### WHAT TO PRODUCE:
Count the lines in the entries below that contain the string "stroller", treating uppercase and lowercase as distinct, and give only the resulting number.

### RAW RECORDS:
=-=-=-=-=
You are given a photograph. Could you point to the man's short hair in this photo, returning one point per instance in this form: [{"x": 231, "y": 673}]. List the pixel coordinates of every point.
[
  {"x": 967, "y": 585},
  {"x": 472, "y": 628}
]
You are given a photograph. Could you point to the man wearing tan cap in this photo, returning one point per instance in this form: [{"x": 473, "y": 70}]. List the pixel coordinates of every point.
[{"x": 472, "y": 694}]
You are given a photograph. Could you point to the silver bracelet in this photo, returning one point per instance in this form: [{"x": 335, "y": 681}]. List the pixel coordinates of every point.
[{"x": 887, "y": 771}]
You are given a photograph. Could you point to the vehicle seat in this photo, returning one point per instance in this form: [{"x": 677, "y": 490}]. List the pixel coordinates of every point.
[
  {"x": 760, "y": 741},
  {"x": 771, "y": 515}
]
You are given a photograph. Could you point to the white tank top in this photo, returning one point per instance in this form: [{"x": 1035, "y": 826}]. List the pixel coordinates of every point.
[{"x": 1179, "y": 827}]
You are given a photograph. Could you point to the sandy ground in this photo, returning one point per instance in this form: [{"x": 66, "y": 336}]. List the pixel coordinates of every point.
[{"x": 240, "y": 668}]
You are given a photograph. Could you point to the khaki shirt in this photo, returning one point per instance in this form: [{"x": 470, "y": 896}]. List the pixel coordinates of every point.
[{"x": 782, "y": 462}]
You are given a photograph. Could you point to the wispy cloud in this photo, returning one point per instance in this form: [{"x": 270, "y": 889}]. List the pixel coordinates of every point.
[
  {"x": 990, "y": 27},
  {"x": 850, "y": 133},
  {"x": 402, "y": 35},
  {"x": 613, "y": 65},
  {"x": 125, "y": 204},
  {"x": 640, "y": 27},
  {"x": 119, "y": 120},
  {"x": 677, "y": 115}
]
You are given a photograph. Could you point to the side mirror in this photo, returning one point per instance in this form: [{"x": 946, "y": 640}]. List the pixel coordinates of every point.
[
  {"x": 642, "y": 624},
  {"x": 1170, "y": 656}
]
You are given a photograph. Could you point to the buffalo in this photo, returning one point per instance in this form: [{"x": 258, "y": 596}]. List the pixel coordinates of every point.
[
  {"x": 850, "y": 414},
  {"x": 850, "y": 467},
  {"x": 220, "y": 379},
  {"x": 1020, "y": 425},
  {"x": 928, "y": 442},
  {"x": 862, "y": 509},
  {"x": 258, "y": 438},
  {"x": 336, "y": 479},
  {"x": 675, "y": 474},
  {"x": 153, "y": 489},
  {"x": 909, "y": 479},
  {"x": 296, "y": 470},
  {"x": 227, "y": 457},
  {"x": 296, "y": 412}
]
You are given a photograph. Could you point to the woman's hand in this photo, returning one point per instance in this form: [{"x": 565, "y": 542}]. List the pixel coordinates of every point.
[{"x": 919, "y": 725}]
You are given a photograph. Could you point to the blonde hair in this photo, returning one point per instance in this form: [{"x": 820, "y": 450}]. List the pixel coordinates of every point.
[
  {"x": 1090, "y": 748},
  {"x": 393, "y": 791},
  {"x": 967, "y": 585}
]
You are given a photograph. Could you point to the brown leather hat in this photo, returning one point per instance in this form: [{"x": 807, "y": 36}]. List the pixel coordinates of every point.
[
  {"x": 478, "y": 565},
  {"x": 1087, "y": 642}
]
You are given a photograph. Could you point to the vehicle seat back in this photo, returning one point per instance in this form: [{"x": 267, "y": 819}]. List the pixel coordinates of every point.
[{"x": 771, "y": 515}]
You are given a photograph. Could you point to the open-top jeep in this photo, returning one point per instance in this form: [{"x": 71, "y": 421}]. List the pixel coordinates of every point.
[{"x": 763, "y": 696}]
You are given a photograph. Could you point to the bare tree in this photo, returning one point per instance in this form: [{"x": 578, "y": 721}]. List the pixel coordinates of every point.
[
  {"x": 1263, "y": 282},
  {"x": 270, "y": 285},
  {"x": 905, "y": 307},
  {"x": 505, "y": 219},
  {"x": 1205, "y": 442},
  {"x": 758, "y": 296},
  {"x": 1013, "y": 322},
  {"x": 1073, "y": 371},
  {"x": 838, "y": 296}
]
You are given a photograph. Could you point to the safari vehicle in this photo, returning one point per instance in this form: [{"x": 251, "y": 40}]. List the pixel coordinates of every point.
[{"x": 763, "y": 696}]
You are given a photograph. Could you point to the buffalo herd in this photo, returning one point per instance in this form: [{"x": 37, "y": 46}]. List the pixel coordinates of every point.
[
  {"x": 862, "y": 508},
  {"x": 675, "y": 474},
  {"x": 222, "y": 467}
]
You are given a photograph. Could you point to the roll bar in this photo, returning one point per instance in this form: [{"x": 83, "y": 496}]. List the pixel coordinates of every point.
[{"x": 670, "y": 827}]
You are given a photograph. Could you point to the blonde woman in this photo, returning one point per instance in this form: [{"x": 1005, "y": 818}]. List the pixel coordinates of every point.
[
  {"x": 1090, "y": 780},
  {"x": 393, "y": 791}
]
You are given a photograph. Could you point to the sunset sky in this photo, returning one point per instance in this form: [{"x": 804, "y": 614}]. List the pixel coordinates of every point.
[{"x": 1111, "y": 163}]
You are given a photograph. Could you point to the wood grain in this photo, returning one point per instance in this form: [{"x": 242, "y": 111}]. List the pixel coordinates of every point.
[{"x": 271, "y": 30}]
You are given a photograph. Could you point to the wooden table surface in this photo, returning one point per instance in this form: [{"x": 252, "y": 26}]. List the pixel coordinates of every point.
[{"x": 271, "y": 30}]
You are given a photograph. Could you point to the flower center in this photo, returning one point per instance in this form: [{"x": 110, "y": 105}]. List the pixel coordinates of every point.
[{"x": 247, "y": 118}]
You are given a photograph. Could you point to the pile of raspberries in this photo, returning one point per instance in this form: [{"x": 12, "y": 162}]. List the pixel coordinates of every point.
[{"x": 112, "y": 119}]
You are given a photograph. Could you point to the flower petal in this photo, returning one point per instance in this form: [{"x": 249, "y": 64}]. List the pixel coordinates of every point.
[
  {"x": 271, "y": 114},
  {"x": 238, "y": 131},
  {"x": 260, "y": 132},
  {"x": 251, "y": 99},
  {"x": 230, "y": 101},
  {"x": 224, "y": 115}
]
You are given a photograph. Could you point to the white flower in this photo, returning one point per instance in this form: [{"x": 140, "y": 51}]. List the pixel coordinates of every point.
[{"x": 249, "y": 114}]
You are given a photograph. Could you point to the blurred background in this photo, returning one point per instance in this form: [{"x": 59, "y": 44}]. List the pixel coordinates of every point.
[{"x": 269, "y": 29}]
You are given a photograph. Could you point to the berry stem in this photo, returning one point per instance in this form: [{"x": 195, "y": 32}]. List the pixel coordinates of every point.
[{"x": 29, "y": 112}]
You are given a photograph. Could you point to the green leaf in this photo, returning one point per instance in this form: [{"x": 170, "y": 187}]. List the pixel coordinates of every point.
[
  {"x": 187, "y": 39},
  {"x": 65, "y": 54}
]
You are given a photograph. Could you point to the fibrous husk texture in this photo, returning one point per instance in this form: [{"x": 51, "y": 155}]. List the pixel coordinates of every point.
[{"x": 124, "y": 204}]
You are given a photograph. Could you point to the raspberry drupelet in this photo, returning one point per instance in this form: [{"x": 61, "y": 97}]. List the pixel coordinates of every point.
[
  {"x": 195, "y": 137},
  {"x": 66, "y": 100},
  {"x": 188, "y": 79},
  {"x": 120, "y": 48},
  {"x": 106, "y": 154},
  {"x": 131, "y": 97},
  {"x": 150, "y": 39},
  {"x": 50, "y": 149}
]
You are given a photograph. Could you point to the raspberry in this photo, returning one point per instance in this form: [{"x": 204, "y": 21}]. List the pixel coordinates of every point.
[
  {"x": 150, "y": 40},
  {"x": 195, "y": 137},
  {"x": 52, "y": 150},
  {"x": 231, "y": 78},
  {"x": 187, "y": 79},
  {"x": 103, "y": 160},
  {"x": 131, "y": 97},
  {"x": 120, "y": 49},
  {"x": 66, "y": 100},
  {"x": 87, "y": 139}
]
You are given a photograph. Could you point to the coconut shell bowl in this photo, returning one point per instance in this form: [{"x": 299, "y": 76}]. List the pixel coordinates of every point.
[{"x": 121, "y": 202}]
=-=-=-=-=
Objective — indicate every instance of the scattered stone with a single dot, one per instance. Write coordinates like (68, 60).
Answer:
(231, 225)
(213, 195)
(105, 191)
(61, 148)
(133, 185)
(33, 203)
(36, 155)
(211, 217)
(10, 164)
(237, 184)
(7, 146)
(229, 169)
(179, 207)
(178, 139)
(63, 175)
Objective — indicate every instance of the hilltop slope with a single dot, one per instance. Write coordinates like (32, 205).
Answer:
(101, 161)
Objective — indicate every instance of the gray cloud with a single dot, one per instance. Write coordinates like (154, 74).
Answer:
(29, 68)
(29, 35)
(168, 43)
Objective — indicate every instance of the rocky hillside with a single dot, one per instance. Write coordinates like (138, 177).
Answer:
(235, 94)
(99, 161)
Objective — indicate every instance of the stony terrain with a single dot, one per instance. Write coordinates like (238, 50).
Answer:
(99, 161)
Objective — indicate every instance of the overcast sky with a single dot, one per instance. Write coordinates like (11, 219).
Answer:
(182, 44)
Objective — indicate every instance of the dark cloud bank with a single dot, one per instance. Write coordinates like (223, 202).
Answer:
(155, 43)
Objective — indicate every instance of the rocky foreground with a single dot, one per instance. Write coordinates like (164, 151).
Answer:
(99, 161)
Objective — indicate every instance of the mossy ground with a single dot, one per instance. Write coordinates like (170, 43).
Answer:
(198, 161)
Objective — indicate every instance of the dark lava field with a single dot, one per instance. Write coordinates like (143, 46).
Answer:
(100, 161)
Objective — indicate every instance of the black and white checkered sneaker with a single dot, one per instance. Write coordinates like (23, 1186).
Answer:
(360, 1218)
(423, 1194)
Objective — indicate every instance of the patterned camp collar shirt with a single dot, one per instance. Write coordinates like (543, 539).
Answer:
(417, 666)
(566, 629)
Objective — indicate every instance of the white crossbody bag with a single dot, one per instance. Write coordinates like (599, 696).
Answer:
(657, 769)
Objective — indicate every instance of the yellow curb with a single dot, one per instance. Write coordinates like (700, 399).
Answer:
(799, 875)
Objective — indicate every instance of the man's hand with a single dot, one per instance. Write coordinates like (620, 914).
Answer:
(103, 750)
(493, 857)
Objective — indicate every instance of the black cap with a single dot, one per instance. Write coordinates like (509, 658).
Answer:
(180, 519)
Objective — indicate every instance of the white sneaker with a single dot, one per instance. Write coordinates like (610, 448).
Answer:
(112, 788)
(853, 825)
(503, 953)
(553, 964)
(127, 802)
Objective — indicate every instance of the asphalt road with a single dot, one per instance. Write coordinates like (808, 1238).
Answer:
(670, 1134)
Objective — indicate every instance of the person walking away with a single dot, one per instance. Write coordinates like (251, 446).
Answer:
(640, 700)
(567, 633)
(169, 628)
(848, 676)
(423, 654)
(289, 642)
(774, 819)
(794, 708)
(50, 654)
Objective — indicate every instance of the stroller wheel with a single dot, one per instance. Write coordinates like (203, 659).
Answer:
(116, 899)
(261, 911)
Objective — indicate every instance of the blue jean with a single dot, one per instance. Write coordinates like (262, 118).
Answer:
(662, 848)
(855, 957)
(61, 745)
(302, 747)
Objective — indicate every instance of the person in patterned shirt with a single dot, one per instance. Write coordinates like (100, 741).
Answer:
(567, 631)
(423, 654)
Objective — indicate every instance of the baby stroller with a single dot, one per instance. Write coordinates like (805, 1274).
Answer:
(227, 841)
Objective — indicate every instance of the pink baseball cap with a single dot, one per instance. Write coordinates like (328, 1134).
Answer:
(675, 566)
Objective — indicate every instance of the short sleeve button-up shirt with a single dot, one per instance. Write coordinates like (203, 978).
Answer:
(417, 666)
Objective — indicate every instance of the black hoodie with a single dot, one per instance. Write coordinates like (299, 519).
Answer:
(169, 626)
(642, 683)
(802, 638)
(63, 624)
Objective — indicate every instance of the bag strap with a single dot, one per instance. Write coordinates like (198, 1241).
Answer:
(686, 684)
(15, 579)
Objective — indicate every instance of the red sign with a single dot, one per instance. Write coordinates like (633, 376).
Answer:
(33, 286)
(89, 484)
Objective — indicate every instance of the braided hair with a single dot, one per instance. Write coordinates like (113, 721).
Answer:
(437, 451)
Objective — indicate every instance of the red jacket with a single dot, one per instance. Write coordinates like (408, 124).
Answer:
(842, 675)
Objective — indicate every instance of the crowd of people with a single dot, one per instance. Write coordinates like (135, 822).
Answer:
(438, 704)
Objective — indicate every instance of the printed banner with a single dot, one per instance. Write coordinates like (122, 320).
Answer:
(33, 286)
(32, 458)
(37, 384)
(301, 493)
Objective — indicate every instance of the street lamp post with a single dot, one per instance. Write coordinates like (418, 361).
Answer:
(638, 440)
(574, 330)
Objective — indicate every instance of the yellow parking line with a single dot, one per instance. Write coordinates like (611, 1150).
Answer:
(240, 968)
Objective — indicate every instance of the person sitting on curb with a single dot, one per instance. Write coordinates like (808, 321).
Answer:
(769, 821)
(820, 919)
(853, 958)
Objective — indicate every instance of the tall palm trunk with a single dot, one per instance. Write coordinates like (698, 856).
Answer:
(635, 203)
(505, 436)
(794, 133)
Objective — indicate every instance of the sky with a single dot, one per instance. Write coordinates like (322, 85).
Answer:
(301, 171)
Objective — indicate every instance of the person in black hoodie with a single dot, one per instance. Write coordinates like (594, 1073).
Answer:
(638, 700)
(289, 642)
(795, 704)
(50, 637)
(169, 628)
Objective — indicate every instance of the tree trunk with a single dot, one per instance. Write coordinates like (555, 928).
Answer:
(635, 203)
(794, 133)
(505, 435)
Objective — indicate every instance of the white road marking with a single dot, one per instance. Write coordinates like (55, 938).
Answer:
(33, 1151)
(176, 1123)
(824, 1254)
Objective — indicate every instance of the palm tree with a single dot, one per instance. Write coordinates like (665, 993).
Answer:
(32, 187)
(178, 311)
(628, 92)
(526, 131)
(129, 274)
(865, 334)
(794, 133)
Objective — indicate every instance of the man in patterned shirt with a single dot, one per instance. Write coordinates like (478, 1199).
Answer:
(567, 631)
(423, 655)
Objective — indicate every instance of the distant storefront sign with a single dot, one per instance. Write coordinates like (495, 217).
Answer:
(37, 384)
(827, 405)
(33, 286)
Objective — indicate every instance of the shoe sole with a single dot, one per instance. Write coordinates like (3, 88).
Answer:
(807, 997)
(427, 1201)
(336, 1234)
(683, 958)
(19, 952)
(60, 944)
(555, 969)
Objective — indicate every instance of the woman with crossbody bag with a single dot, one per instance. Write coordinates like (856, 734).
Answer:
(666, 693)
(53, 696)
=-=-=-=-=
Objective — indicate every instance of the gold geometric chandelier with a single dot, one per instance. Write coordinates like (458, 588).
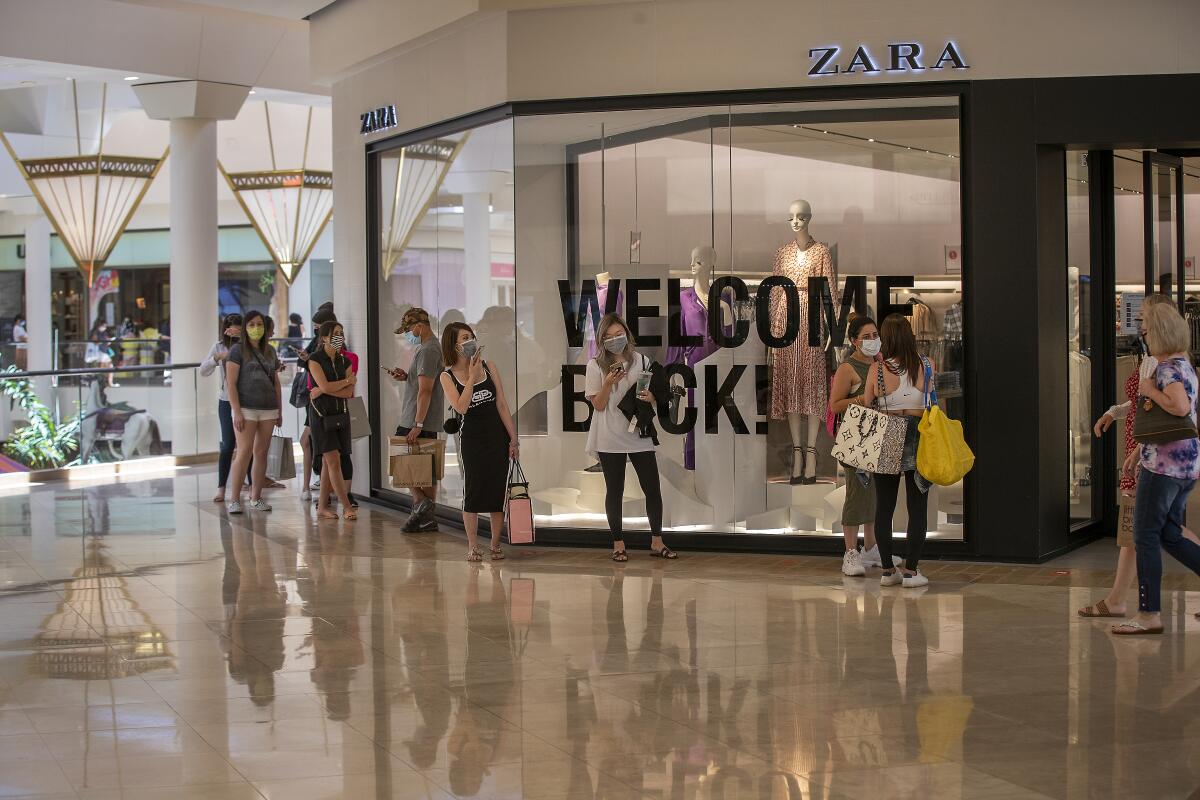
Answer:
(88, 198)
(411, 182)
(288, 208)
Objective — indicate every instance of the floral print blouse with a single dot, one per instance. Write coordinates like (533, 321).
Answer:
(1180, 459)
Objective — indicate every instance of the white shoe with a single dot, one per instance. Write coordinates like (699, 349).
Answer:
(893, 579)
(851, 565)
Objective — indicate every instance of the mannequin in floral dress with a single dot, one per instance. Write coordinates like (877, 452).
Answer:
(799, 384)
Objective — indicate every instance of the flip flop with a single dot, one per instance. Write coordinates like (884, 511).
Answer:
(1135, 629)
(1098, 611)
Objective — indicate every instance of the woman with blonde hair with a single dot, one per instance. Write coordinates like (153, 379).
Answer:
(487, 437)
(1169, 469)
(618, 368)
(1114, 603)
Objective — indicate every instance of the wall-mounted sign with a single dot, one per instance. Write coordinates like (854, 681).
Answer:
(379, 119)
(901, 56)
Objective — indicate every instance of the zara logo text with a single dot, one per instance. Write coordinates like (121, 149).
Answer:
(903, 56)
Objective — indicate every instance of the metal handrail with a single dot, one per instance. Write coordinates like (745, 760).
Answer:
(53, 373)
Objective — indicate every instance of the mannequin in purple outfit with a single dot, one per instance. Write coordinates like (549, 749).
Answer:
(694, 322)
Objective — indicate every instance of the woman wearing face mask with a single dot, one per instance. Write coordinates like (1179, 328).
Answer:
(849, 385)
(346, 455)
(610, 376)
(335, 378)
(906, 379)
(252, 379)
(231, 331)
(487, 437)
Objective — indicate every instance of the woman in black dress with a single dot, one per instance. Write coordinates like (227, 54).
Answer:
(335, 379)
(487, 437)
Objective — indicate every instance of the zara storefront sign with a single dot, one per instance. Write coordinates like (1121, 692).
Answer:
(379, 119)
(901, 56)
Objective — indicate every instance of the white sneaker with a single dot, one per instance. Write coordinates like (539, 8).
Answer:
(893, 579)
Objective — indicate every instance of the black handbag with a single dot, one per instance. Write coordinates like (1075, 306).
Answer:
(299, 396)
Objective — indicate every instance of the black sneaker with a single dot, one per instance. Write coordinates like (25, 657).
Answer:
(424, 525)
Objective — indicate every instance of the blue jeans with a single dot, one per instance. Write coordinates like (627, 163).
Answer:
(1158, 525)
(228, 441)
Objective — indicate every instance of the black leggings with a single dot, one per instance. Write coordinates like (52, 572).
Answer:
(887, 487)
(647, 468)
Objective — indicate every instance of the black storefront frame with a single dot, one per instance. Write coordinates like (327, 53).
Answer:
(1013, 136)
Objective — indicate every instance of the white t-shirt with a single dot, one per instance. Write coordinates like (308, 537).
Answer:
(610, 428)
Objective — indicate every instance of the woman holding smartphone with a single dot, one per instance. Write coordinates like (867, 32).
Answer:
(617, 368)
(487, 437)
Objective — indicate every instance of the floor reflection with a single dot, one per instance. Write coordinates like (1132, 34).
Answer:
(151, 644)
=-=-=-=-=
### WRITTEN RESPONSE:
2